[Begin DATA LISTING]

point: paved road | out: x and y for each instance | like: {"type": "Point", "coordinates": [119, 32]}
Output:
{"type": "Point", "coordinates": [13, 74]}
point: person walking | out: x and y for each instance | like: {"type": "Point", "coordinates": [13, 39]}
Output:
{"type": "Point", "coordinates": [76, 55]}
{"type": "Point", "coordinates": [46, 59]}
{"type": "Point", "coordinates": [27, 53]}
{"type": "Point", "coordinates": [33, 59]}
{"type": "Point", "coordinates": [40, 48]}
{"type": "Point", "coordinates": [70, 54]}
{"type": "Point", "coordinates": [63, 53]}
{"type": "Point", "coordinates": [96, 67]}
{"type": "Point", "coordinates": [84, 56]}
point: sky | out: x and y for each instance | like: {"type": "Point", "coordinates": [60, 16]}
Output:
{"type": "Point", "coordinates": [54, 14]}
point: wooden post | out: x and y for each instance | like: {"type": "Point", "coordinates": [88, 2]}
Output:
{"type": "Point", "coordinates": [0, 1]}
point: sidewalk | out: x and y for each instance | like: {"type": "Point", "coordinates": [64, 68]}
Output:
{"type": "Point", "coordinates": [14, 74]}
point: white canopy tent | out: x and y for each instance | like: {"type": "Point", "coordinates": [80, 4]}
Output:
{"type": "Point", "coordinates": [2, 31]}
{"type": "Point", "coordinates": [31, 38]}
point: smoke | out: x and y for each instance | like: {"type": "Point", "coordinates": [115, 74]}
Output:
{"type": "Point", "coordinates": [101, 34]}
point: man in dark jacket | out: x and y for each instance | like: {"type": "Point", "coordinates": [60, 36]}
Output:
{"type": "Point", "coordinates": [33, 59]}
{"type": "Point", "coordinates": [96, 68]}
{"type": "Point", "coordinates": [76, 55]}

[End DATA LISTING]

▶ **WHAT IS BEING ASKED**
Print the entries above again without any change, starting at the line that contains "point: smoke |" and running through the final line of the entries.

▶ **SOLVED PROBLEM**
point: smoke | out: x and y for each instance | like: {"type": "Point", "coordinates": [115, 74]}
Output:
{"type": "Point", "coordinates": [101, 34]}
point: man in dark jacket | out: x and y for each instance | like: {"type": "Point", "coordinates": [60, 36]}
Output:
{"type": "Point", "coordinates": [33, 59]}
{"type": "Point", "coordinates": [96, 68]}
{"type": "Point", "coordinates": [76, 55]}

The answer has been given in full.